[Position annotation records]
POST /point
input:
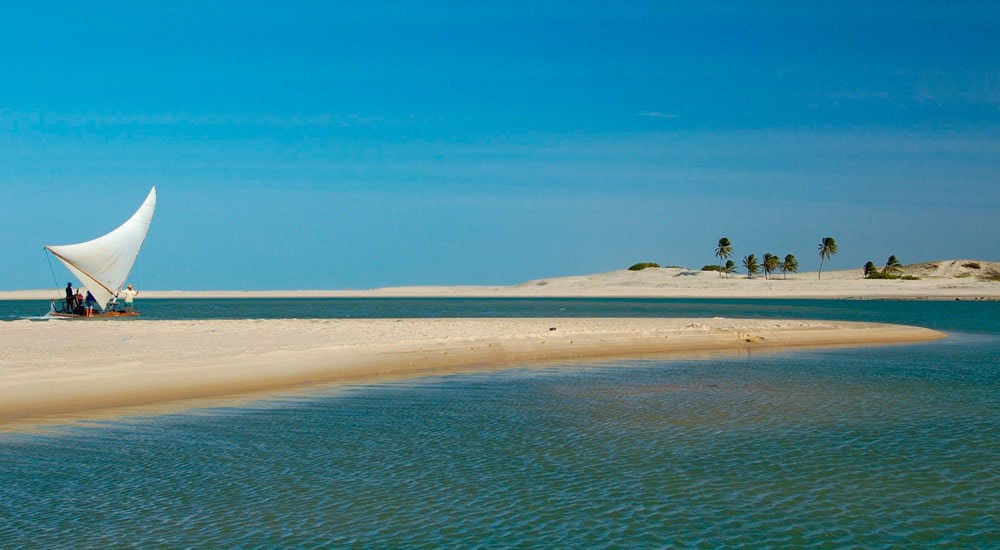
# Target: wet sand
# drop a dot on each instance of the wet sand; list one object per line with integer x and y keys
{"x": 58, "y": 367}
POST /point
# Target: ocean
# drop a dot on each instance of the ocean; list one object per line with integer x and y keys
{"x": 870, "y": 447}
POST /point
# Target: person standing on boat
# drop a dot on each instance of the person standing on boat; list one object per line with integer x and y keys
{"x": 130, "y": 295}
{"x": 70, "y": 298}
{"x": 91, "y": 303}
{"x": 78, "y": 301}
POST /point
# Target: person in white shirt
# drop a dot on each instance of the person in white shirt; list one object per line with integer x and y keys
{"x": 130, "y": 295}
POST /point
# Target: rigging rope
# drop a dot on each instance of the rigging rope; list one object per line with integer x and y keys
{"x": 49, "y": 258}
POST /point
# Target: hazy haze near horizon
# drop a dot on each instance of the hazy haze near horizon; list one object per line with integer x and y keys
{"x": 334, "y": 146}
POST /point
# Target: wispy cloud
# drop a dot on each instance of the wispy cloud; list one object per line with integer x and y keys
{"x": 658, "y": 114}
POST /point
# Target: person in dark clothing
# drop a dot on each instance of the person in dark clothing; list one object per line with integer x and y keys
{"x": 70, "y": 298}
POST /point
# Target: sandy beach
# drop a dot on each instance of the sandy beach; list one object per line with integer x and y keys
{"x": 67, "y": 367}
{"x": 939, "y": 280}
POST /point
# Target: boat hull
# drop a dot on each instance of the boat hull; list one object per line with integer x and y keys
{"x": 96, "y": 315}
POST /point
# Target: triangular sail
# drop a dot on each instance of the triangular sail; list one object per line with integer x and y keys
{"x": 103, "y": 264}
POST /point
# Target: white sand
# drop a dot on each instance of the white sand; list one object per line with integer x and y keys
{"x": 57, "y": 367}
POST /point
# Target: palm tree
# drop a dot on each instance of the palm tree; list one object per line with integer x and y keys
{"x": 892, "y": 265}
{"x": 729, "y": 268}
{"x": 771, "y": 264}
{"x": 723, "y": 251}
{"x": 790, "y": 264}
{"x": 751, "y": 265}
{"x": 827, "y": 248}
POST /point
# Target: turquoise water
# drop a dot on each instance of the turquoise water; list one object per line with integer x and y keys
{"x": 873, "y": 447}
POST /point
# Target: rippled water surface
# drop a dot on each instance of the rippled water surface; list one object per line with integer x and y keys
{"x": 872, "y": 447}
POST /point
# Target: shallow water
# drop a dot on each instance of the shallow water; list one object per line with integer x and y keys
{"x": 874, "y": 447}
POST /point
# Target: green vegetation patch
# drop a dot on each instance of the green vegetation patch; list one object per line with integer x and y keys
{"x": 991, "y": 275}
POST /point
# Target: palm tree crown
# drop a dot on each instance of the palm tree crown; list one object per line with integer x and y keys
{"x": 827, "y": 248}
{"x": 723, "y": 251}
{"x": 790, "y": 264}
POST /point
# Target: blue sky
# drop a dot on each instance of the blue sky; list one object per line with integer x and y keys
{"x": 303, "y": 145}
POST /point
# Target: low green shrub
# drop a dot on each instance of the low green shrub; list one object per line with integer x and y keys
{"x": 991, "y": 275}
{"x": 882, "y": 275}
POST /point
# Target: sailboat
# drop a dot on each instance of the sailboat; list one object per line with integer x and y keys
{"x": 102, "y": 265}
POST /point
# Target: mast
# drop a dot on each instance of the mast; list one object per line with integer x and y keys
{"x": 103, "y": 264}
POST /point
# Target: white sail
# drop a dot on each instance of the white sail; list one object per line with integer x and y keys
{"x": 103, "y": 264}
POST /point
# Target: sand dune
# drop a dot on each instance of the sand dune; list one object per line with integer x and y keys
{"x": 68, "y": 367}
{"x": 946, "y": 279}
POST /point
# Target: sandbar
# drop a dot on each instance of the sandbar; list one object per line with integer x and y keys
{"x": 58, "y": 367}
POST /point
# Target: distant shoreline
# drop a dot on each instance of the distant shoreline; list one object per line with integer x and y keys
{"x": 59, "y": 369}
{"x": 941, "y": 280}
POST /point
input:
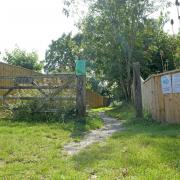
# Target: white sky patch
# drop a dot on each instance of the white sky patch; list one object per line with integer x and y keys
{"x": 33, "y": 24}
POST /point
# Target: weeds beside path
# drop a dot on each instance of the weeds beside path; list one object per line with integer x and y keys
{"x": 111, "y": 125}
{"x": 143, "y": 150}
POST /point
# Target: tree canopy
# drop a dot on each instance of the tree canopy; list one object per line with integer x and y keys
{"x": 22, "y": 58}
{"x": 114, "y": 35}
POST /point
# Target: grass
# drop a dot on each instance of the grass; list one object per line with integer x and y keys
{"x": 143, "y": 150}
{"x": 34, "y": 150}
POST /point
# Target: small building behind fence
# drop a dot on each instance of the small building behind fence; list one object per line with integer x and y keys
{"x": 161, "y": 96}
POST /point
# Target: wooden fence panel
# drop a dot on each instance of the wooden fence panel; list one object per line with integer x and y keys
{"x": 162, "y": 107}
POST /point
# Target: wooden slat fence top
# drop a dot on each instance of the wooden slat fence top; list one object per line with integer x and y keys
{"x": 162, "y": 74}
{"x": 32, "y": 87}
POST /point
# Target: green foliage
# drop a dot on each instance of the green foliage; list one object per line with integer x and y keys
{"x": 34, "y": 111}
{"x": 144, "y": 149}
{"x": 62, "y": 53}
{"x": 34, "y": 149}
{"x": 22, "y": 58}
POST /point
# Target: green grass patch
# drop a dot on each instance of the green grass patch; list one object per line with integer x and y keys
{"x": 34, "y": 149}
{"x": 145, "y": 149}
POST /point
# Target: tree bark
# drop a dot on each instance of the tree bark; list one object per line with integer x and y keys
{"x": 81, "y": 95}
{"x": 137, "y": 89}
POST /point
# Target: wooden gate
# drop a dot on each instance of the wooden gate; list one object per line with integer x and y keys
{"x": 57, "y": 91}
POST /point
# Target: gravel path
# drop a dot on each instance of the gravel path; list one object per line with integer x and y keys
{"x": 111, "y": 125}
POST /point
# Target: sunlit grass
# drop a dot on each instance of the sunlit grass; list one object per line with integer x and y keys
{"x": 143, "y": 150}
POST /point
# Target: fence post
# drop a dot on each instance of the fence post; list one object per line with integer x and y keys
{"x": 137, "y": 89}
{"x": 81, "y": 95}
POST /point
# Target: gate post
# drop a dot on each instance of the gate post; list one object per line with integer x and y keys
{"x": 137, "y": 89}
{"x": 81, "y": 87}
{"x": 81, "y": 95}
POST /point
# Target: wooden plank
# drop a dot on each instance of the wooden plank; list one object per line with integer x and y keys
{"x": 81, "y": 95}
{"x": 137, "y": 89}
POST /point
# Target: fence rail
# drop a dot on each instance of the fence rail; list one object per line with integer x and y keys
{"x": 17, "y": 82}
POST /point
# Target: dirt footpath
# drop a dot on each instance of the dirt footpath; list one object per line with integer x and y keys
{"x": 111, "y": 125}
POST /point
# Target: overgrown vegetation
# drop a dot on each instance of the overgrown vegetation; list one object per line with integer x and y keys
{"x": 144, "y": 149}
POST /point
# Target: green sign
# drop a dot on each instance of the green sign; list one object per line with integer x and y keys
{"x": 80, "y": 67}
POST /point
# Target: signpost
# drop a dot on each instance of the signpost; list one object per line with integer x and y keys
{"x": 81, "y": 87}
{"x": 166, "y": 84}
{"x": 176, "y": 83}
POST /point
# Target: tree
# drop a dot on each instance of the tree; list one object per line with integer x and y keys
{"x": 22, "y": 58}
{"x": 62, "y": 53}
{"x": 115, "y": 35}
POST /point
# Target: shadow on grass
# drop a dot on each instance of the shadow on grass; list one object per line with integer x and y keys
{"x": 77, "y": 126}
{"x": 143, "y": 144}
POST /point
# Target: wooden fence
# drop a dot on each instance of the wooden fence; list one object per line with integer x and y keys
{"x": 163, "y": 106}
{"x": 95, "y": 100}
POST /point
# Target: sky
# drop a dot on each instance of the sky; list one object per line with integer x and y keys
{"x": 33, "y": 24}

→ PROBLEM REQUIREMENTS: Copy every line of the records above that contains the string "green". Letter case must match.

→ TASK ANSWER:
# Target: green vegetation patch
# drop a dot on each instance of the green vegetation patch; list one object per line with integer x and y keys
# Target: low green shrub
# drop a dot on each instance of the low green shrub; list one object per line with integer x and y keys
# Target: green foliage
# drop a dot on each instance of the green foliage; list one object per line with integer x and y keys
# Target: green grass patch
# drop a dot on each instance of the green grass patch; list one object per line with integer x and y keys
# Target: green sign
# drop a dot on each instance of the green sign; list one object per line with integer x and y keys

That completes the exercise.